== Your goal ==
How many of the lines below have the word "blonde" in them? The answer is that number and nothing more.

== Data ==
—————

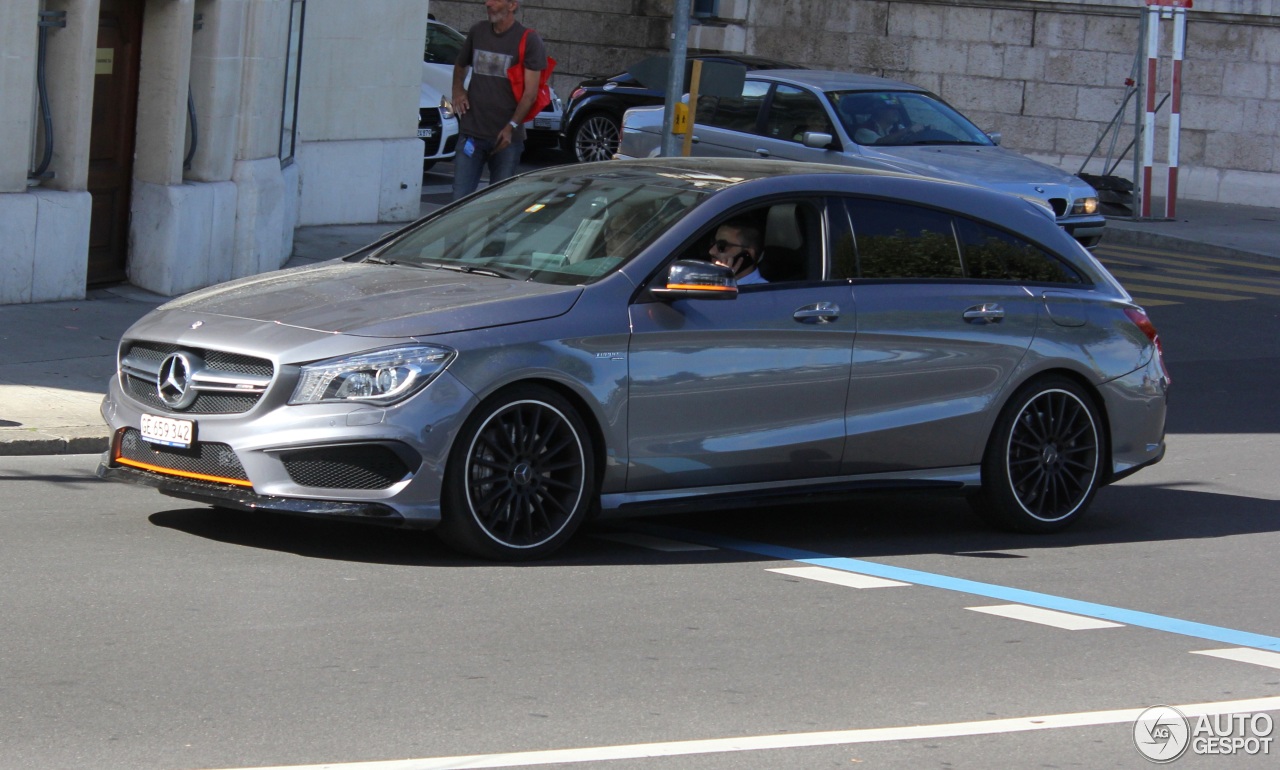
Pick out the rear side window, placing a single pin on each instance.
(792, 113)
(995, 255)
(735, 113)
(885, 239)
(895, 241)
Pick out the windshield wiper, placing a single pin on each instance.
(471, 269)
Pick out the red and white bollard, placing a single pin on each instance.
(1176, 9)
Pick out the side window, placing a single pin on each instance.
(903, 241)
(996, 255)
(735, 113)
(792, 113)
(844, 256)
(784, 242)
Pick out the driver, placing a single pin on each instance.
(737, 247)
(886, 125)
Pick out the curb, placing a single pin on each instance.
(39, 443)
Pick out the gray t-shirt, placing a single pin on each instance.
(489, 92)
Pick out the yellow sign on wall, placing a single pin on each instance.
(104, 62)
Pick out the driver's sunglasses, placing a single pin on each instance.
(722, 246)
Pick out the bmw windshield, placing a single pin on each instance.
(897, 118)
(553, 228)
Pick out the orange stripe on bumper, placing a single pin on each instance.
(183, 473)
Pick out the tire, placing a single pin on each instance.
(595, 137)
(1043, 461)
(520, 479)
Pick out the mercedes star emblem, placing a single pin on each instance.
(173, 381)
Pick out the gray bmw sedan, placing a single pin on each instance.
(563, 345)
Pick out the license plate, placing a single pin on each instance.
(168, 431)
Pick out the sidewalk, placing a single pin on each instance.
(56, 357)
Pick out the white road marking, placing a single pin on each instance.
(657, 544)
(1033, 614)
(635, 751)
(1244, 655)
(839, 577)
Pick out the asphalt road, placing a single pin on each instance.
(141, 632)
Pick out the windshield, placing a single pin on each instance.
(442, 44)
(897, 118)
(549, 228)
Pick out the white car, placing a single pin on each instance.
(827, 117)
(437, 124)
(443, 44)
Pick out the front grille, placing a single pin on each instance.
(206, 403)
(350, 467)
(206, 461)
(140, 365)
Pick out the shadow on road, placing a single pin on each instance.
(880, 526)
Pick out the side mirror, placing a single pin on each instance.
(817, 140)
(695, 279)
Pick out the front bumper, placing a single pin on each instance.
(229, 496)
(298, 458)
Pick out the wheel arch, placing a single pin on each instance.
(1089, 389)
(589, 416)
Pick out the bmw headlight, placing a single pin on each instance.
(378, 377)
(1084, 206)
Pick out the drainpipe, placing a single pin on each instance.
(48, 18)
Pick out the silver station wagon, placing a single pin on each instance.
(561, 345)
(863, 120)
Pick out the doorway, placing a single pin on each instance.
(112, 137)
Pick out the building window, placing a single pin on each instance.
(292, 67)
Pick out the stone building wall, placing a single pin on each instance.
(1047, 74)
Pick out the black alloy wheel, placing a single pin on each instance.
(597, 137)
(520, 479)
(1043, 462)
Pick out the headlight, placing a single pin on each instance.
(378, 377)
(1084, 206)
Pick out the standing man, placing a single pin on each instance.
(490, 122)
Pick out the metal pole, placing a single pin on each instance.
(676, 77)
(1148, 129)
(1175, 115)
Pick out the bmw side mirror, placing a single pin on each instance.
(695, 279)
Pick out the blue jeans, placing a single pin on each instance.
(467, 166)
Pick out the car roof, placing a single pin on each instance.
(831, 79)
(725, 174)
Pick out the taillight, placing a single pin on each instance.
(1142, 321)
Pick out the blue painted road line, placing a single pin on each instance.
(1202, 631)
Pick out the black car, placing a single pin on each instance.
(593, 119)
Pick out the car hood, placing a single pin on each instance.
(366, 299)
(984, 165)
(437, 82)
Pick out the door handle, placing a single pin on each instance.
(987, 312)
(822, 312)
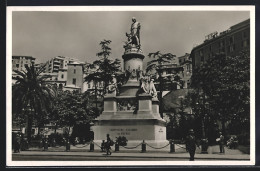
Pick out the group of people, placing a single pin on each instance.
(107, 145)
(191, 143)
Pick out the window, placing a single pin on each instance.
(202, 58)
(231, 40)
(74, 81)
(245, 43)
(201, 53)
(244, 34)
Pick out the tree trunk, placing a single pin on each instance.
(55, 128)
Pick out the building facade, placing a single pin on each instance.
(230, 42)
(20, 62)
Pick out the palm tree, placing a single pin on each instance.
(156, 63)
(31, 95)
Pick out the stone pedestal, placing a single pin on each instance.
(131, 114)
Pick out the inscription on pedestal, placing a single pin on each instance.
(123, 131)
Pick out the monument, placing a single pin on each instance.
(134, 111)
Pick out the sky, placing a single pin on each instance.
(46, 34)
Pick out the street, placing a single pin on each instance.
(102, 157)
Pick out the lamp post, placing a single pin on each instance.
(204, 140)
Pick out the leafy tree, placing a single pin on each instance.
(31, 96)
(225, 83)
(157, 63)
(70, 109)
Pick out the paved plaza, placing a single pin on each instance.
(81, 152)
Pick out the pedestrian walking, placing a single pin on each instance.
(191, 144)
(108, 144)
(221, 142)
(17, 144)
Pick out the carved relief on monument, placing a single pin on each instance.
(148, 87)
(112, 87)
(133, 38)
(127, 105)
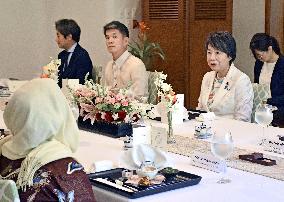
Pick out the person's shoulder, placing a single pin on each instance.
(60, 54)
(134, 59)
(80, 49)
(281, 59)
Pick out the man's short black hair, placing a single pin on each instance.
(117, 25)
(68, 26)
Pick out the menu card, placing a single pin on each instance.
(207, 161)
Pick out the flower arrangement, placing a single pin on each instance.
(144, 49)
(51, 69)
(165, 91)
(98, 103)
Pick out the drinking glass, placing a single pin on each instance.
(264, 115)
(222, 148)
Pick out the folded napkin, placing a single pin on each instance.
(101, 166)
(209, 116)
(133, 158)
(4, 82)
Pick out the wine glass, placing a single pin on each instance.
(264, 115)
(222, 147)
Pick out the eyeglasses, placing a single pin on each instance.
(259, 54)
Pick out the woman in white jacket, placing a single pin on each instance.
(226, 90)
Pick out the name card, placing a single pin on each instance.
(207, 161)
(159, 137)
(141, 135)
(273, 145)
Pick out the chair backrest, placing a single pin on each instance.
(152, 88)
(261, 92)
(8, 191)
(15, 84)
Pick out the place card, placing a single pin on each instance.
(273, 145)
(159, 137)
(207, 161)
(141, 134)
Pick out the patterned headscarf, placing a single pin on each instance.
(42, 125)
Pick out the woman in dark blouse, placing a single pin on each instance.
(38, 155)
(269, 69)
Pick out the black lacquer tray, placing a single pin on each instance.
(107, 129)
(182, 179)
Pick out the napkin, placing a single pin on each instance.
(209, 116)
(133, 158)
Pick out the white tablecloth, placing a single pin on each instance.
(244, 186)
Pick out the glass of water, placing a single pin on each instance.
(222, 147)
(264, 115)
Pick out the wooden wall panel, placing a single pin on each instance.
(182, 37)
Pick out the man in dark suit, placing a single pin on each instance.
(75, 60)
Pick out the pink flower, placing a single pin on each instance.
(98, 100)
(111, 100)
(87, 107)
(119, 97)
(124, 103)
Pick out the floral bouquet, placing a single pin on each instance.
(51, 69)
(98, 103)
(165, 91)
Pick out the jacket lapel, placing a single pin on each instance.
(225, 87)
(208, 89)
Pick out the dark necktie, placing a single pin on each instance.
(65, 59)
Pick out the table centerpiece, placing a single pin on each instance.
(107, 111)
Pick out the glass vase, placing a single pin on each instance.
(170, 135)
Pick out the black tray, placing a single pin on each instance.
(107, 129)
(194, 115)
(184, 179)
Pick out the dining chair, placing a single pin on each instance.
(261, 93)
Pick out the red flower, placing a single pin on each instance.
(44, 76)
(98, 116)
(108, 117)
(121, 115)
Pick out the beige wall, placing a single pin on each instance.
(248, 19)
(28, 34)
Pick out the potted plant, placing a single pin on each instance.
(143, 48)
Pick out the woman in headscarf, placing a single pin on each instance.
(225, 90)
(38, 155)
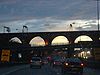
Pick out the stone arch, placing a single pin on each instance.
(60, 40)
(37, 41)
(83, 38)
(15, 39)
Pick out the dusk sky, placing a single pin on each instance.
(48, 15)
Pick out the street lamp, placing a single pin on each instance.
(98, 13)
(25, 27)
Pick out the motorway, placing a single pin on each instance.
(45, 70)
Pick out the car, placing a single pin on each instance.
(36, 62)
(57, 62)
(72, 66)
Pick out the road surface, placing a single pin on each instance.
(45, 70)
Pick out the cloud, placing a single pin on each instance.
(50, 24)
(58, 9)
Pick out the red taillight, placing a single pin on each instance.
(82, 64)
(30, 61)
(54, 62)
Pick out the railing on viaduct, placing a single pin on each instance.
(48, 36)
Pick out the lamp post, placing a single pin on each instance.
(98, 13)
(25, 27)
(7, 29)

—————

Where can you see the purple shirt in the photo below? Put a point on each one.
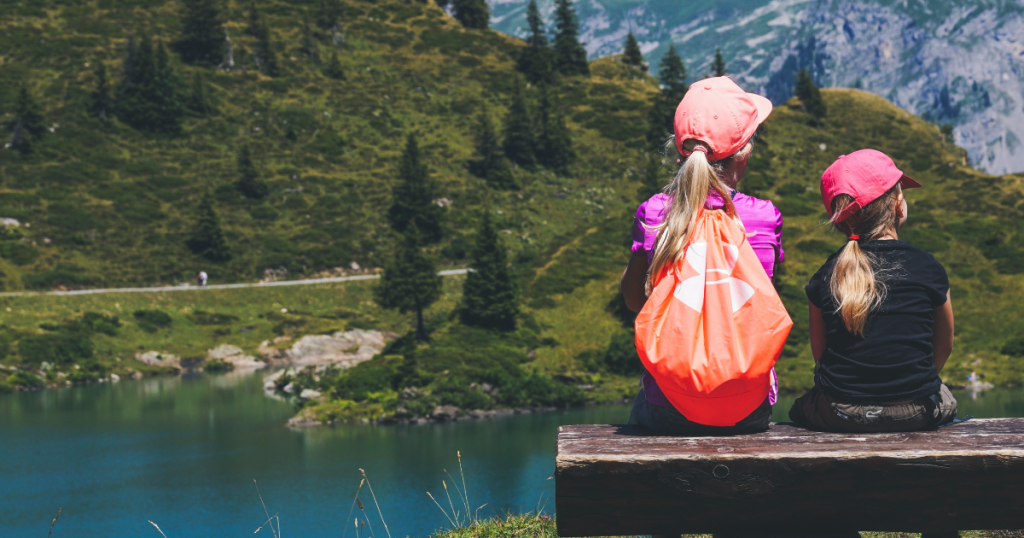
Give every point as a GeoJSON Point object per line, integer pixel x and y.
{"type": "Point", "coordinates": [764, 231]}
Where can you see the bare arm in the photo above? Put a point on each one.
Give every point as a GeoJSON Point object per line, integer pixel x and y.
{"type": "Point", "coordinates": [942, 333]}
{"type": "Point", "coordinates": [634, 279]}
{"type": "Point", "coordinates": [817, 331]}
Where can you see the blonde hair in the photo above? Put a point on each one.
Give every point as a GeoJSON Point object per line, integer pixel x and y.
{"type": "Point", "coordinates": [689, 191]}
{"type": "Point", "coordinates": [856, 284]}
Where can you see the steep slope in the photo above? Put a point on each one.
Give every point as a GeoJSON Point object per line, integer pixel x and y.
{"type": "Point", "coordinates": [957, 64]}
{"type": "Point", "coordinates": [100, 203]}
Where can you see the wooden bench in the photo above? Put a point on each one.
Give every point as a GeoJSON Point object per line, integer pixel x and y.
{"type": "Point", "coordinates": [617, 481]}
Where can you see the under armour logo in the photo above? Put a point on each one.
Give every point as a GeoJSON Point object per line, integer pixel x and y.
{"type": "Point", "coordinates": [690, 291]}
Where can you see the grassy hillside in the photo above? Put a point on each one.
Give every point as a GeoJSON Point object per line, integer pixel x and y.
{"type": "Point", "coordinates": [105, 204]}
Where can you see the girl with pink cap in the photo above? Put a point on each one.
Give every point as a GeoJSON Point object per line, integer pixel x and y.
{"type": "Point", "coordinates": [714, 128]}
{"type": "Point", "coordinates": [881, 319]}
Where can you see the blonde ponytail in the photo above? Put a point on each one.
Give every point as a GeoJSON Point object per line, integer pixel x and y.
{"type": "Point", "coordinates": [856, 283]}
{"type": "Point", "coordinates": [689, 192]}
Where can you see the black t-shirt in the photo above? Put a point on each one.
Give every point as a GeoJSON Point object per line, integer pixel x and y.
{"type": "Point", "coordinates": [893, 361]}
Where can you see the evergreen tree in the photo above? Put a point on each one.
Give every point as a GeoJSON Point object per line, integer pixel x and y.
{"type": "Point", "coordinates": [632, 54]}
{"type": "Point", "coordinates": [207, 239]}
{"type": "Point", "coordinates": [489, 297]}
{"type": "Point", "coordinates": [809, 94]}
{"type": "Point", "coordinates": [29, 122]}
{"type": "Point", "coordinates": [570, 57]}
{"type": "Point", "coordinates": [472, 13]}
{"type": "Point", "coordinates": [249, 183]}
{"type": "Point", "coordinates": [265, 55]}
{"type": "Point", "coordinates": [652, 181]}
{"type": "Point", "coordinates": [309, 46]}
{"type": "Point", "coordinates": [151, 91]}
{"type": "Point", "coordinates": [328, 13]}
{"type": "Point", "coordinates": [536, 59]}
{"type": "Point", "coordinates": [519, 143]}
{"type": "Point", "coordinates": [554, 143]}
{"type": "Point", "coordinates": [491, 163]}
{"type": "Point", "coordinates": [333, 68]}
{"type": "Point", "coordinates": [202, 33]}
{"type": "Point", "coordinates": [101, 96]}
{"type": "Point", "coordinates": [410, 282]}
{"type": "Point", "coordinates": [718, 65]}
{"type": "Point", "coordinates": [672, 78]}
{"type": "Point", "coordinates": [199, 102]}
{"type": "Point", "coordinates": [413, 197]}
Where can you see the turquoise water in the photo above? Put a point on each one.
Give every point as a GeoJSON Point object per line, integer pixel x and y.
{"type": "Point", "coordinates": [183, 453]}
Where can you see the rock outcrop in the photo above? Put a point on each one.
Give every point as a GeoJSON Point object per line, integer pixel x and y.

—————

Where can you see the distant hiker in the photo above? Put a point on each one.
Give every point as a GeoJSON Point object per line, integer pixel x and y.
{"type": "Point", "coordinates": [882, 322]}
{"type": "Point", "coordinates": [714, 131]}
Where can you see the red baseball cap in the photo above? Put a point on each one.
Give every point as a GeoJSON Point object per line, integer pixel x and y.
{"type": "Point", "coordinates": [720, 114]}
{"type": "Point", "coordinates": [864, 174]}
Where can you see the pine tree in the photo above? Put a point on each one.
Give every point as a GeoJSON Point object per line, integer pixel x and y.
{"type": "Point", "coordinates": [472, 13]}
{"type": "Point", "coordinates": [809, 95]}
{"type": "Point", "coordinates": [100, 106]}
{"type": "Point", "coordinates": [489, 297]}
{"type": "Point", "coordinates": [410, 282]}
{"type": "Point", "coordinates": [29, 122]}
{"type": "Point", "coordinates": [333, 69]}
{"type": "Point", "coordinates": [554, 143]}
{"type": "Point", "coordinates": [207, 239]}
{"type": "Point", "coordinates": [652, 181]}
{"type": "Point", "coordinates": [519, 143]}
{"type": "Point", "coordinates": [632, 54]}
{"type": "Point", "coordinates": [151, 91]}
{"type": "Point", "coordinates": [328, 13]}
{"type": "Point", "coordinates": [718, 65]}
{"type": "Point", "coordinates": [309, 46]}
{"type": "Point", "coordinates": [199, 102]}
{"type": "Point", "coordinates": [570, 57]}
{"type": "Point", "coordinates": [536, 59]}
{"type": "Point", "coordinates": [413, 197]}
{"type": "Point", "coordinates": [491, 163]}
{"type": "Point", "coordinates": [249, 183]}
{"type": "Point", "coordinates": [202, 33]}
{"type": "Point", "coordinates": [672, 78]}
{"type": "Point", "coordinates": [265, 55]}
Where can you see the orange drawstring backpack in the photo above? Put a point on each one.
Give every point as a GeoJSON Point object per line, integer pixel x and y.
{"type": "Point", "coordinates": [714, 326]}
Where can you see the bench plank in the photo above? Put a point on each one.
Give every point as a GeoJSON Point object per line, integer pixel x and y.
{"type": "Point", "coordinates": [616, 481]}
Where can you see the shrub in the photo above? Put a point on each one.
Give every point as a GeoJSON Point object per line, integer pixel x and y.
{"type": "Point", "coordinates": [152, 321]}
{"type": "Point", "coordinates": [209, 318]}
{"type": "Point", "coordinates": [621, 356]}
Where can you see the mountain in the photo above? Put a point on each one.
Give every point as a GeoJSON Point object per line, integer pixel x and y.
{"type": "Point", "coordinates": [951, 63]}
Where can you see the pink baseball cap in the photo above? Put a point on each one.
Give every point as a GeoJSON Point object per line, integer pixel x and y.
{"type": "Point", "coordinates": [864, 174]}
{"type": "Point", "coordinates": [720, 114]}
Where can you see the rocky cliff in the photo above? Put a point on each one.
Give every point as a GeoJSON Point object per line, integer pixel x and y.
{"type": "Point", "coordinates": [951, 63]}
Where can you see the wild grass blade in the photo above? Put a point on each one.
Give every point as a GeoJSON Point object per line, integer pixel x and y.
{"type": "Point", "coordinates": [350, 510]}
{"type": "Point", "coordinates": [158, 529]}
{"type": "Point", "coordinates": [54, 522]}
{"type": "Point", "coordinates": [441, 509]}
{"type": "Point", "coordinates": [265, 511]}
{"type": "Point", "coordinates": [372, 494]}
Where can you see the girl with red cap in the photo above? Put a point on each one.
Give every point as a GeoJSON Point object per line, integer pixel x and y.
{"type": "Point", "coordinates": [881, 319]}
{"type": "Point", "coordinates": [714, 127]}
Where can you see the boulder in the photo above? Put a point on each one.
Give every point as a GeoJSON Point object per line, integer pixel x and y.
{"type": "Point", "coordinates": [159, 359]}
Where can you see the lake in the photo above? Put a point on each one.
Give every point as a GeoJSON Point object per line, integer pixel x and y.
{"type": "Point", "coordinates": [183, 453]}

—————

== Solution to the exercise ==
2